— THE PROBLEM —
Quote the records in full and leave their pictures out.

<<<<

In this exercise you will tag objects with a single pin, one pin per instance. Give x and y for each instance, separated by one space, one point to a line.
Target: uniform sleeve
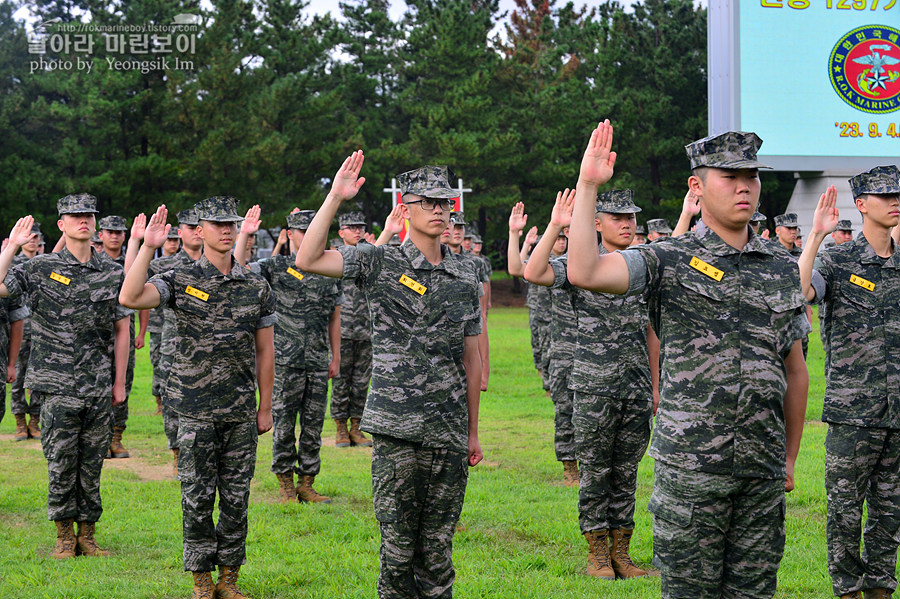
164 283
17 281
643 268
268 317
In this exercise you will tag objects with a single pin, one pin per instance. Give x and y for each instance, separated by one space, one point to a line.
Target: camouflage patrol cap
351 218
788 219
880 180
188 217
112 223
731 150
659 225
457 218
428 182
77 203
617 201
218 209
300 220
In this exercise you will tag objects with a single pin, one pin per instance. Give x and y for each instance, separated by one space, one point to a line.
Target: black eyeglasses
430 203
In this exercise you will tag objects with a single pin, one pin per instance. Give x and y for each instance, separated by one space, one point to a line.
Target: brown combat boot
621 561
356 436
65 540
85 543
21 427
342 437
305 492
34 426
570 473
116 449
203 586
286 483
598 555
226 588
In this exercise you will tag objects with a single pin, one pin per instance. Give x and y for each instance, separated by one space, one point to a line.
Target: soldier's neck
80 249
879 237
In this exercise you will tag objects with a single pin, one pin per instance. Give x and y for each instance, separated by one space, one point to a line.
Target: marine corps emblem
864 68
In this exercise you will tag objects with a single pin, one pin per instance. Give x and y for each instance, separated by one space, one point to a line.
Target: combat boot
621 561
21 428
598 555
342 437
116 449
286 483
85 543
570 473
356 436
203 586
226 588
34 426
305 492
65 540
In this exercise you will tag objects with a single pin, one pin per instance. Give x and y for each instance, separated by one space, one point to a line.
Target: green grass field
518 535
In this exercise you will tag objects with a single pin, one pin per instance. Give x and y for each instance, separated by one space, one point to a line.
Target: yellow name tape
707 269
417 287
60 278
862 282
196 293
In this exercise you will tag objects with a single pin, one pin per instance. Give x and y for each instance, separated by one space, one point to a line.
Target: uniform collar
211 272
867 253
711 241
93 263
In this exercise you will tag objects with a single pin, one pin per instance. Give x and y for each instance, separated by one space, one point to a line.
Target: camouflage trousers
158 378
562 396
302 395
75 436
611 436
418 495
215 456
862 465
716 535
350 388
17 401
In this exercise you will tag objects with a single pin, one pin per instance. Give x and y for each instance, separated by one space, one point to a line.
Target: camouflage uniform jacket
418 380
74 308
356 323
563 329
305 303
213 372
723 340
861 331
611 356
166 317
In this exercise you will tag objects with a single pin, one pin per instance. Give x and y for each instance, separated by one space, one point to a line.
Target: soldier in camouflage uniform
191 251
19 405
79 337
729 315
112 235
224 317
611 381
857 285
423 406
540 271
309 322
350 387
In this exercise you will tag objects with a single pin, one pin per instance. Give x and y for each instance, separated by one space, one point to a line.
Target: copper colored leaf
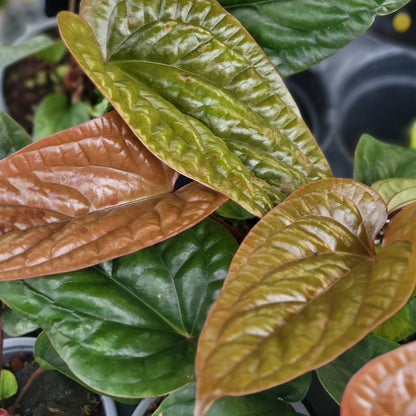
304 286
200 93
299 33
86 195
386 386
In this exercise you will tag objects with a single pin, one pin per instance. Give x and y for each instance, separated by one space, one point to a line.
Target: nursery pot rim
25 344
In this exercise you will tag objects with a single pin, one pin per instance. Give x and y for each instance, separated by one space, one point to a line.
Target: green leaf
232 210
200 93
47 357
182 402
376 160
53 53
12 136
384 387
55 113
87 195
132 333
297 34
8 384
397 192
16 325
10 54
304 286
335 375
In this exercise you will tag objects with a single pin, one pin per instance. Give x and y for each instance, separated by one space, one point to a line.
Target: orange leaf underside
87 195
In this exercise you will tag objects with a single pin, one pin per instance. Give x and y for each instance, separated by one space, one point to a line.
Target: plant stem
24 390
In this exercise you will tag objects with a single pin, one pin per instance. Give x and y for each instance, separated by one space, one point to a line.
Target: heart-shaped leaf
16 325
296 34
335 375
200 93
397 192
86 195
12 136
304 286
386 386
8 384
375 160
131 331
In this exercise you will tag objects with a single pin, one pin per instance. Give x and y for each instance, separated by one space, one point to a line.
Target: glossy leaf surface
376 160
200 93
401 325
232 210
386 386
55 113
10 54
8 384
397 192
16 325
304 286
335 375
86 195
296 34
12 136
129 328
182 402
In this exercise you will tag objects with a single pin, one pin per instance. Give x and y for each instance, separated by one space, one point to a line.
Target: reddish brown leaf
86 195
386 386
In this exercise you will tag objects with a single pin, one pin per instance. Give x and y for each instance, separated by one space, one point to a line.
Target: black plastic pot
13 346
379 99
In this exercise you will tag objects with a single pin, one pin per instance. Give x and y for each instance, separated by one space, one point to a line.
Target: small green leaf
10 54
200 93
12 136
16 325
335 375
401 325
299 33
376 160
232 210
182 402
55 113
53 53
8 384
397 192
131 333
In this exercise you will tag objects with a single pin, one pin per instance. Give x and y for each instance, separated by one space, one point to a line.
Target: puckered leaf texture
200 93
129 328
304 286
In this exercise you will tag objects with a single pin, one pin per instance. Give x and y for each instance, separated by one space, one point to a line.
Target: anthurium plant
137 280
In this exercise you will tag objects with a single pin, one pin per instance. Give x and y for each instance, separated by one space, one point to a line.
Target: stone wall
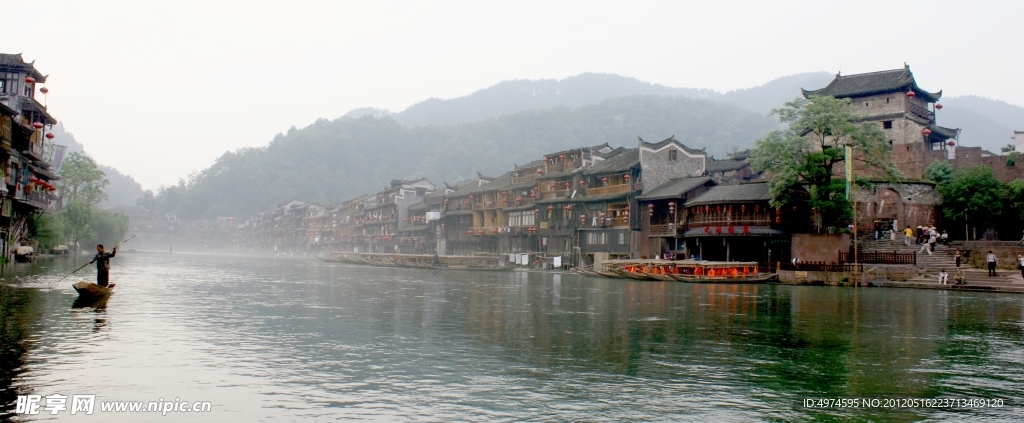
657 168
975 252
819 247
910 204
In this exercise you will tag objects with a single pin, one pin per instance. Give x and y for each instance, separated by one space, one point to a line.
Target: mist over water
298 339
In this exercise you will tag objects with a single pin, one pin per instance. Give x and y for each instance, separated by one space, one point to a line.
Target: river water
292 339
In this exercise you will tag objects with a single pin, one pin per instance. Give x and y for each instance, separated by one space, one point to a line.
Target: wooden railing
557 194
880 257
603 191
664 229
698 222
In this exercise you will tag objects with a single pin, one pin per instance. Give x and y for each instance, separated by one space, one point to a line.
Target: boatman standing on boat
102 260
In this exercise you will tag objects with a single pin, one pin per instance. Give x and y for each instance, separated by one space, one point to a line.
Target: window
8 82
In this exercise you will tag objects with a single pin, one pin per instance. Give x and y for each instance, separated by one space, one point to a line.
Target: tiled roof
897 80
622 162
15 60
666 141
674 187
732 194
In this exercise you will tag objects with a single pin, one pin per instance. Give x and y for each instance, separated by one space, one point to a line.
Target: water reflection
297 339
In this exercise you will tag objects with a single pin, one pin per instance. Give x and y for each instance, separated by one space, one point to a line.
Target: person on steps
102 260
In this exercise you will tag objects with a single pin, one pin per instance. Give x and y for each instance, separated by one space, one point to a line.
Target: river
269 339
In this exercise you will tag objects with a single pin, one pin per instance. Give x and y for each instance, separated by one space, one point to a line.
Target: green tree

>>>>

— ANSWER TO THE EXERCISE —
In this exercise you will tag objects with a single pin, one pin per instance. Give x and y for each instance, separated by one space, one point to a line.
Target: uniform sleeve
164 283
17 281
643 268
268 317
In this exercise you will tag objects with a single pin, one pin per instance. Give x and y for each instance, separated by one space, one point to a line.
Target: camouflage patrol cap
351 218
788 219
880 180
188 217
112 223
731 150
659 225
457 218
428 182
77 203
617 201
218 209
300 220
In this exercise you will tag objects with a single pin, one pin per instance. Give x and y for each instance, separated by one space, one point to a line.
Target: black eyeglasses
430 203
In this exercise you will tag objects with a single pin, one pin per instance. Give x and y for each instance, separated by one space, one point to a line.
Target: brown combat boot
621 561
356 436
65 540
85 543
21 427
342 437
305 492
34 426
570 473
116 449
203 586
286 483
598 555
226 588
In this exercise you will tag objects with a single pin, one pin per instance. Give x and y for each instance, separated by one space, one point to a line.
Target: soldier's neck
80 249
879 237
In this exercise you will tag objects with a single pin, one pin per instance. Give x and y for each instance, separated by one space, one point to a line.
Target: marine corps emblem
864 68
In this exercise you will tag objects with a single pin, one pin per instance. Give x and y for each instance, separated by one space, one point to a line.
Target: combat boot
621 561
21 428
598 555
342 437
116 449
286 483
85 543
570 473
356 436
203 586
226 588
34 426
305 492
65 540
In this exercise you will tag objects with a single pin, one pin per instance. Give x and y for each instance, separated by one space, one point to a line.
Target: green grass field
518 535
In this exercise you will tag objects with a single pin, one pin per instance. Give x and y for each instance, separated by one space, one point to a line.
Target: yellow name tape
707 269
417 287
60 278
862 282
196 293
In this exercise you will tag objects with a single pin, one pin per instance. Give x and y for each instance, separated by one space, one point to a line.
Target: uniform collar
211 272
867 253
711 241
93 263
In this exercise you will tag objects with a single pin, one pin per instance. Give x and y for each instance, separated by one space, one point to a line.
Target: camouflage trousers
158 378
562 396
302 395
75 436
611 436
418 495
215 456
862 465
716 535
350 388
17 401
In this exercise you will tag objects with a single pin, one pin per instance. Give x and y for each instance, separated by one space, one point to a line.
Target: camouflage uniform jacket
418 380
74 308
356 323
563 329
305 303
213 372
723 340
861 331
611 356
166 317
In this exercise you will tag objects with a single pin, one pin per instance. Give x and y for each instance, separated by one space, one point to a line.
Target: soldier in camouflage uniform
191 251
19 405
79 337
729 315
112 235
224 317
611 381
857 285
423 406
540 271
309 322
350 387
In this exercise you will tag objects with a single pin, one pin per instance. Give x and y for each instance, separated by one space, one point to a line.
Target: copper colored leaf
304 286
200 93
299 33
86 195
386 386
In this exercise you will tag objects with a single pin, one pin per instance. Give x and y for each instance, separated by one space, one point to a line.
Target: nursery pot rim
25 344
In this exercise you will tag objects with a single pin, one pin per instance. Give x and y for each instance, separated by one space, one point to a line.
Target: green leaf
232 210
200 93
47 357
182 402
376 160
53 53
12 136
384 387
55 113
87 195
132 333
297 34
8 384
397 192
16 325
10 54
304 286
335 375
In this exercise you will tag objects with a single pin, one pin per instance. Give x and y for each instance, separated by one space, one point to a line.
Target: orange leaf underside
87 195
In this exercise you will tag objects with a single pin, one pin per instance. Give x and y for each instance, separated by one space, one point to a line.
Target: plant stem
24 390
In this exercise you will tag objects with a single pin, one pin per instance. Give x and y for each instance, separated by one space, one point to a line.
Target: heart-shaped leaf
16 325
296 34
335 375
200 93
397 192
86 195
12 136
304 286
386 386
8 384
375 160
131 331
In this exercise you will tag objects with a single pin, one pin per instance. Give x and y for each instance, separated by one space, one point to a line.
Target: glossy leaf surface
376 160
200 93
401 325
232 210
386 386
55 113
10 54
8 384
397 192
16 325
304 286
335 375
86 195
296 34
12 136
129 328
182 402
In this exercise you will tag objects with a single pin, one pin per instance. Give x and y for each instance, separated by one space, one point to a line.
Target: reddish brown leaf
86 195
386 386
In this exercise you will tag objects with a single pin, one pin per instance. Give x and y for each instance, separated by one space, one point to a line.
Target: black plastic pot
13 346
379 99
In this exercise you will tag objects with a single pin, one pin per instance. Give x and y for each instance, separated by one space, one point to a line.
Target: small green leaf
10 54
200 93
12 136
16 325
335 375
401 325
299 33
376 160
232 210
182 402
55 113
53 53
8 384
397 192
131 333
In this exercise you will tag objects with a single pin, one pin per instance. Give x and y for each instance, separated by one space, one point to a line.
Target: puckered leaf texture
200 93
129 328
304 286
In this exercise you will tag objects with a single pin, one pin per instance. Give x and y for each instance, separated by one space, one point to a line.
Target: anthurium plant
137 280
In this exercise you will tag objects with a single pin, one pin per instance. Give x and y for each instance, separated by one space, one point to a line.
Target: stone wall
657 168
975 252
819 247
910 204
In this exercise you will tag objects with a single pin, one pin per instance. Give x and y for each instance, separated by one space, one point to a line.
Target: mist over water
298 339
In this exercise you will tag objects with a single pin, one pin per instance. Give x and y for each instance, separated by one space, one point to a line.
Target: river water
292 339
In this exercise you will tag objects with a single pin, one pin per instance. Give x and y for each instance, separated by one space, one point to a line.
Target: wooden railing
557 194
880 257
603 191
664 229
698 222
In this exercise you will tag objects with a single pin, one pin per instance. Give x and y for each instance, separated by one space, one point to a line.
Target: boatman standing on boat
102 260
In this exercise you will tag objects with a single pin, one pin per instance. Give x and y for each instance, separated by one space, one point to a line.
Target: window
8 82
In this exercise you will tag objects with a single pin, one pin per instance. Give x and y for each instance, separated by one space, one point to a line.
Target: tiled roof
897 80
622 162
15 60
666 141
674 187
732 194
In this exercise you will tag objects with a single pin, one pin per instance. Give x and y for each instance, separated by one space, one point to a line.
Target: water reflection
297 339
In this exercise you will tag objects with a single pin, one pin per instance. Give x and y for each instance, separated by one space, one point to a line.
Target: person on steps
102 260
In this exercise you will tag objects with a single pin, one pin per instance. Give x and y for each instance, separated by one space, one point to a line.
Target: river
269 339
In this exercise you will tag objects with a single pin, one pin per instance. Give x and y for each instance, separated by one space, one point to a line.
Target: green tree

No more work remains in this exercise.